- Tarefa obrigatória -
Devolva, idênticas ao original, as linhas das entradas que vão do início delas até a linha que contém "x=106, y=113", incluindo as duas extremidades. Deixe as imagens de fora da resposta.

──────── Seção de dados ────────

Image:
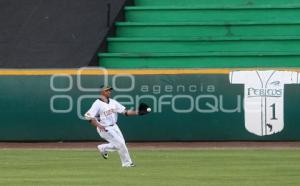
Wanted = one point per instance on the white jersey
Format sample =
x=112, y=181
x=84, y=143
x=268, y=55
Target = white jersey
x=263, y=98
x=106, y=113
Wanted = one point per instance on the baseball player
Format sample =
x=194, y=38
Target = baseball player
x=103, y=115
x=263, y=98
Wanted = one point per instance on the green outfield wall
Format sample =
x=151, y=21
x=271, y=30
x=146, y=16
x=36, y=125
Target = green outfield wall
x=187, y=105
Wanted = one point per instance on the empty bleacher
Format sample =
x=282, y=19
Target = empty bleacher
x=206, y=34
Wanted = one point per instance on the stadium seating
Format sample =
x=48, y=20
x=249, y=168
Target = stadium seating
x=206, y=34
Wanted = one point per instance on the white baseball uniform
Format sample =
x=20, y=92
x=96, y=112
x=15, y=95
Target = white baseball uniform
x=263, y=98
x=107, y=115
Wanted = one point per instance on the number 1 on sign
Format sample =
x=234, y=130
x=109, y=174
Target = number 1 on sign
x=273, y=112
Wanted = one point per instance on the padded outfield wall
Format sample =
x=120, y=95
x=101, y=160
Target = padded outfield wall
x=187, y=105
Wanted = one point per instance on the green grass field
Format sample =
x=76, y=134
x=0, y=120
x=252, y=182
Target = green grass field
x=209, y=167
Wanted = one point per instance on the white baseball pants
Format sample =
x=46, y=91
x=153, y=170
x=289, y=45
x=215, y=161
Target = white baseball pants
x=116, y=142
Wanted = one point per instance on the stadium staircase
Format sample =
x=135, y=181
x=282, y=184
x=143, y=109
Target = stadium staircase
x=206, y=34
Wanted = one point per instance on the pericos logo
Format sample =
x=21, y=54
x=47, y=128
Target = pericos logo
x=263, y=92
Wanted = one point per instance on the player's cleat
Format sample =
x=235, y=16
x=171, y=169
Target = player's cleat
x=130, y=165
x=103, y=153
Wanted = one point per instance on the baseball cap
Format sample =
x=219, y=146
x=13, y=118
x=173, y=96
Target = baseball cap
x=106, y=87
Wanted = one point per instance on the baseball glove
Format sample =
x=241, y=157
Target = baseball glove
x=143, y=109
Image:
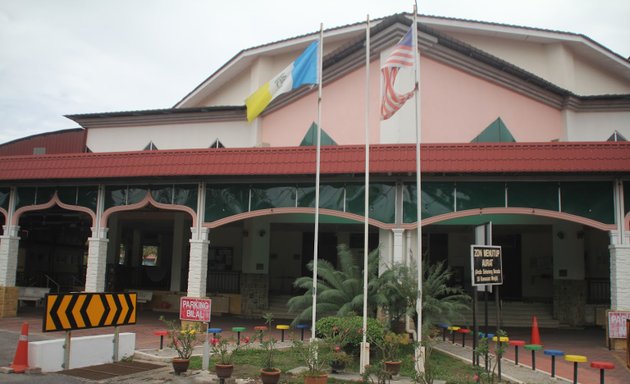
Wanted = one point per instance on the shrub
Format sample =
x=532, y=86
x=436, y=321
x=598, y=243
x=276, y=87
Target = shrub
x=354, y=325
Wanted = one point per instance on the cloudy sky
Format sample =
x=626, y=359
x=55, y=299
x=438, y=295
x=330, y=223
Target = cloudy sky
x=60, y=57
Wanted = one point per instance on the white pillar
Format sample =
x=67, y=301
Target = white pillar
x=398, y=245
x=619, y=276
x=198, y=263
x=178, y=255
x=9, y=245
x=97, y=260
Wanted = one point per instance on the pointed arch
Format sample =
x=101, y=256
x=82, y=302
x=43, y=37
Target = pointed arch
x=54, y=200
x=302, y=210
x=148, y=200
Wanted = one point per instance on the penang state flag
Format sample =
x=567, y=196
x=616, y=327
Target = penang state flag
x=302, y=71
x=401, y=56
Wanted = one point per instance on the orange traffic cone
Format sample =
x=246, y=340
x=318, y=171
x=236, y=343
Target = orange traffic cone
x=20, y=361
x=535, y=334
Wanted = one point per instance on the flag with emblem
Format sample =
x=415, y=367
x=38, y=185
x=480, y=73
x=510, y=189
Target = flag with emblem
x=300, y=72
x=401, y=57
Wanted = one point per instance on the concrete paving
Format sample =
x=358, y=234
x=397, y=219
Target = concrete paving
x=588, y=342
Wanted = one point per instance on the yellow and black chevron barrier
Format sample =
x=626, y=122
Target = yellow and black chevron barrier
x=72, y=311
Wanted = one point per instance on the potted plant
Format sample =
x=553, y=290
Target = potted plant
x=269, y=374
x=316, y=355
x=390, y=347
x=337, y=340
x=224, y=349
x=183, y=339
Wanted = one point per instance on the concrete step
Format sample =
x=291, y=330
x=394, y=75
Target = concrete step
x=517, y=314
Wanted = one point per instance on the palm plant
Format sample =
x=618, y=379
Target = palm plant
x=339, y=290
x=440, y=302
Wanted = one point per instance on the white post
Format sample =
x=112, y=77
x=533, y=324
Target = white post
x=198, y=264
x=97, y=249
x=9, y=245
x=365, y=346
x=320, y=73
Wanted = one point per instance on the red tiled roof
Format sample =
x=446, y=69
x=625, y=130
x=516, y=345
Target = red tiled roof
x=471, y=158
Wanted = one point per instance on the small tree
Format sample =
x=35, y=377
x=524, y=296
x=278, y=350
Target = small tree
x=440, y=302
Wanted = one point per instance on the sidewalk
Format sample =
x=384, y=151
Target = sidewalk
x=589, y=342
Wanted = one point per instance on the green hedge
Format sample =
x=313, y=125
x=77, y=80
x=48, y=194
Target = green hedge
x=375, y=330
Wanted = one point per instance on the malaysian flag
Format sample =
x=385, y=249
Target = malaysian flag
x=402, y=56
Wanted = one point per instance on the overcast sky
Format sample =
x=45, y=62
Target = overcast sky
x=60, y=57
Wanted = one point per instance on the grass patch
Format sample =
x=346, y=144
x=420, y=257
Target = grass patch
x=247, y=364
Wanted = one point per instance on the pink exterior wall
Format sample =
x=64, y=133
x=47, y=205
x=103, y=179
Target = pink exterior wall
x=456, y=107
x=343, y=111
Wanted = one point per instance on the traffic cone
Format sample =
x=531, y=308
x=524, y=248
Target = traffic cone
x=20, y=361
x=535, y=333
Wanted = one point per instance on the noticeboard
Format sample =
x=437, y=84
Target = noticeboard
x=486, y=266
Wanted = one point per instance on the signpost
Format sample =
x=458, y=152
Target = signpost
x=616, y=326
x=486, y=265
x=486, y=270
x=197, y=309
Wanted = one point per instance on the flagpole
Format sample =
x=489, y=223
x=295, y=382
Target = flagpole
x=419, y=349
x=365, y=349
x=317, y=172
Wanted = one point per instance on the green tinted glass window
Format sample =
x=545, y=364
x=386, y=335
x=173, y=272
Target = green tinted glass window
x=80, y=196
x=270, y=196
x=5, y=193
x=225, y=201
x=593, y=200
x=25, y=197
x=533, y=195
x=472, y=195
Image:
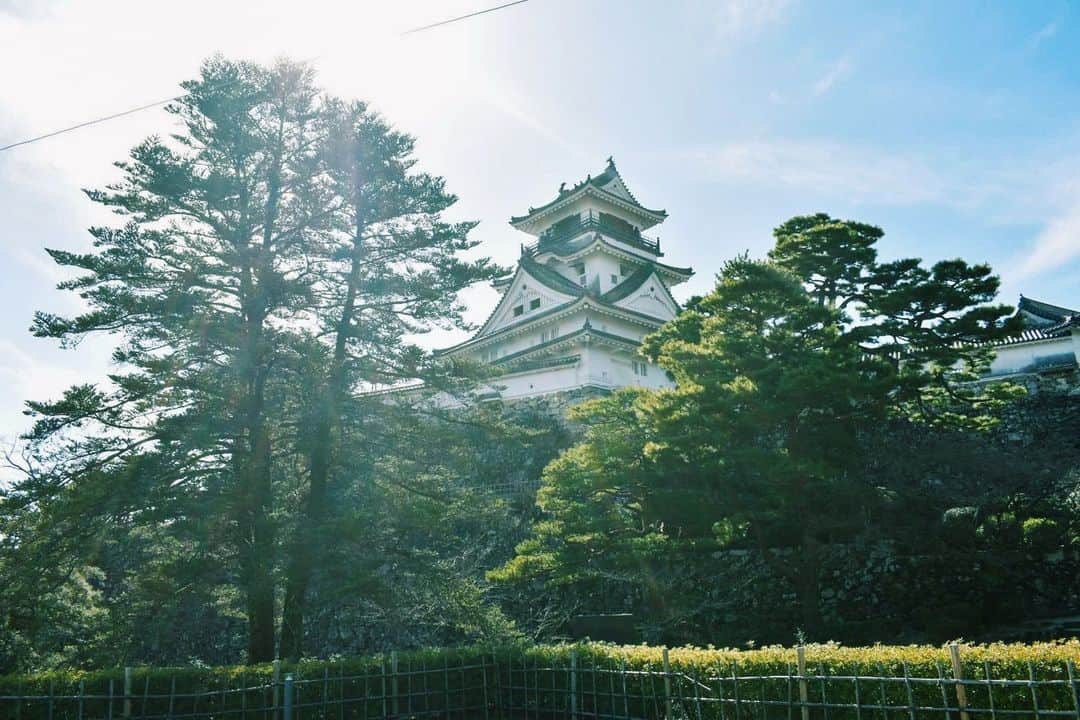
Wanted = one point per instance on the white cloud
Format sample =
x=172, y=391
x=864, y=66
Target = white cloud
x=738, y=17
x=825, y=168
x=1045, y=32
x=1057, y=243
x=837, y=71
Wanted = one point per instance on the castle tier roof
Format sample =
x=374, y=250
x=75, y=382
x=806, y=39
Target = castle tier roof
x=563, y=285
x=570, y=247
x=1043, y=311
x=608, y=186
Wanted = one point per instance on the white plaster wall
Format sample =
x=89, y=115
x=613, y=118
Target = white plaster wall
x=1018, y=357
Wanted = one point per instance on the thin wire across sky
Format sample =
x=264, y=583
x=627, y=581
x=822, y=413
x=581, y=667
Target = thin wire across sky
x=96, y=121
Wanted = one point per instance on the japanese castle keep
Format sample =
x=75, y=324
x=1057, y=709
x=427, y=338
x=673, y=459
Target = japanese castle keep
x=590, y=285
x=585, y=291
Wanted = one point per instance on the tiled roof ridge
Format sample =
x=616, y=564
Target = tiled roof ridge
x=1045, y=310
x=610, y=173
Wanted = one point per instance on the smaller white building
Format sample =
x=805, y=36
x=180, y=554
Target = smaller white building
x=584, y=294
x=1049, y=343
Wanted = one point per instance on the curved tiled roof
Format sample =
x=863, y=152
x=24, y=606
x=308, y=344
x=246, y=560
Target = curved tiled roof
x=599, y=182
x=586, y=240
x=1044, y=310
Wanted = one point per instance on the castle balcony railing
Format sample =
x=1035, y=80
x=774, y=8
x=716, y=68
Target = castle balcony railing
x=590, y=220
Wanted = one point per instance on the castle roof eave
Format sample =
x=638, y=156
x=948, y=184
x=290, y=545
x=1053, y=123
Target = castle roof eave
x=528, y=221
x=1044, y=310
x=585, y=301
x=569, y=252
x=596, y=186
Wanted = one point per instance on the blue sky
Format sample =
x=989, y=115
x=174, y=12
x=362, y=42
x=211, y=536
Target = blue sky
x=954, y=125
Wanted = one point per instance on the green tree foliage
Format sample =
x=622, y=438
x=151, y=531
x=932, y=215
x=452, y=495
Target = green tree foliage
x=778, y=372
x=280, y=256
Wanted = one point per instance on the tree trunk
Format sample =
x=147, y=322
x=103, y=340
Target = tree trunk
x=808, y=586
x=302, y=558
x=257, y=540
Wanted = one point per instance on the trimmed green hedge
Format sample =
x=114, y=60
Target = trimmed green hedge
x=607, y=681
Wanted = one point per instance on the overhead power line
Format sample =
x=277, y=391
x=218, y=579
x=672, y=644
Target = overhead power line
x=461, y=17
x=170, y=99
x=90, y=122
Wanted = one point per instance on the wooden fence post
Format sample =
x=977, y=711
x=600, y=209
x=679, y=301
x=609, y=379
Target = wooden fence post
x=574, y=683
x=961, y=692
x=275, y=680
x=800, y=654
x=1072, y=685
x=393, y=681
x=288, y=697
x=127, y=692
x=667, y=684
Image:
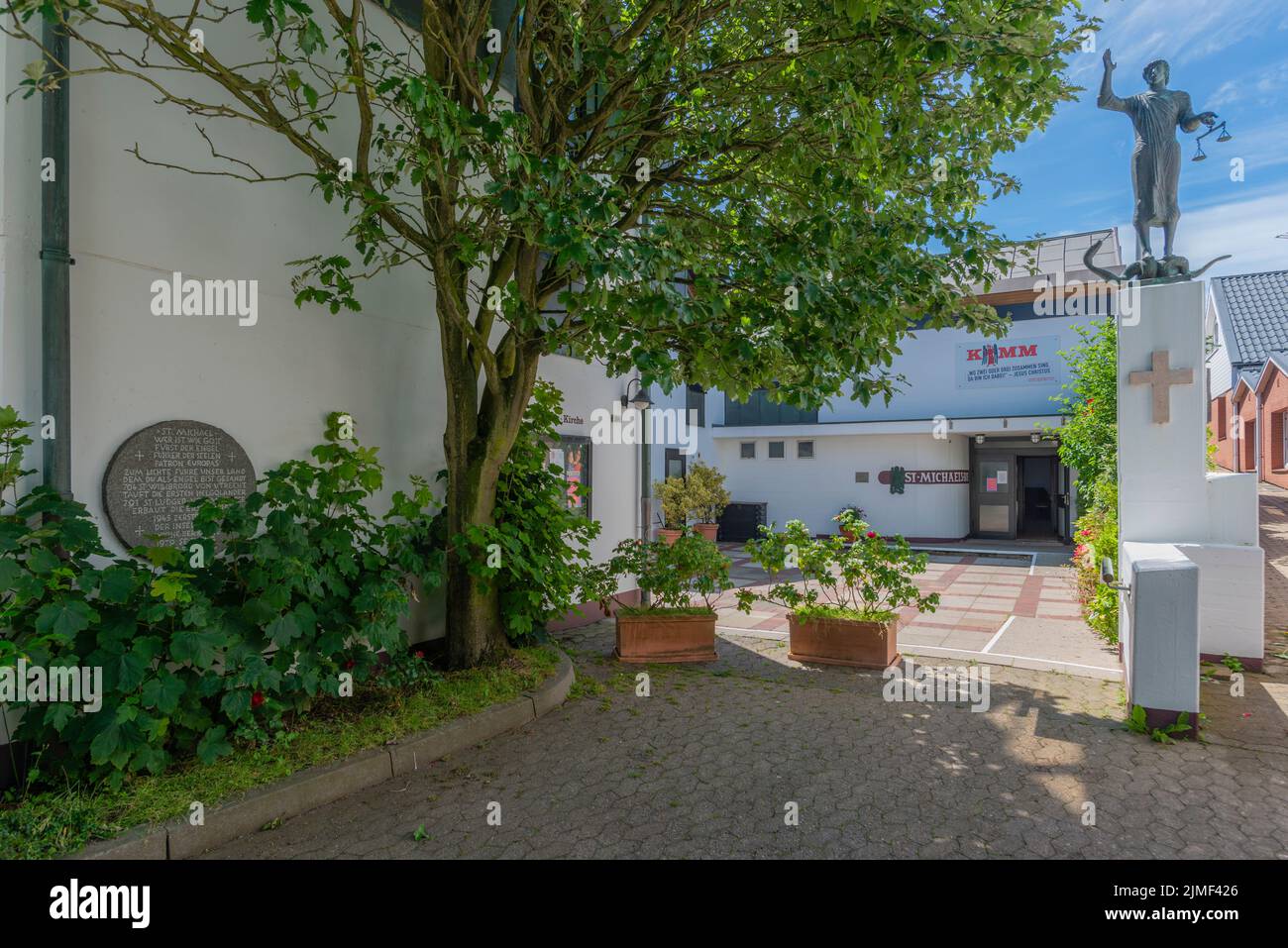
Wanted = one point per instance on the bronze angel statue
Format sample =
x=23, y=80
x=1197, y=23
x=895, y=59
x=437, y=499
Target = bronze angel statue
x=1155, y=161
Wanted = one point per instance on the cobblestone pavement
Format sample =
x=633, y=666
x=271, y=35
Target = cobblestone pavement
x=707, y=763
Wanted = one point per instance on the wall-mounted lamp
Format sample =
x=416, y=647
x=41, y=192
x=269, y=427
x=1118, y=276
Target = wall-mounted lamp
x=640, y=401
x=1224, y=137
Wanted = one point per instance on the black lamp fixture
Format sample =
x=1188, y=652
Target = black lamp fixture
x=640, y=401
x=1224, y=137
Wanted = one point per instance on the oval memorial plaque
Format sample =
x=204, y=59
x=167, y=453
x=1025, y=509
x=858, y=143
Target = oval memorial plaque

────────

- Resposta da tarefa -
Image:
Wanted = one point per instance on the white jersey
Format sample =
x=112, y=181
x=84, y=143
x=268, y=55
Target = white jersey
x=263, y=98
x=106, y=113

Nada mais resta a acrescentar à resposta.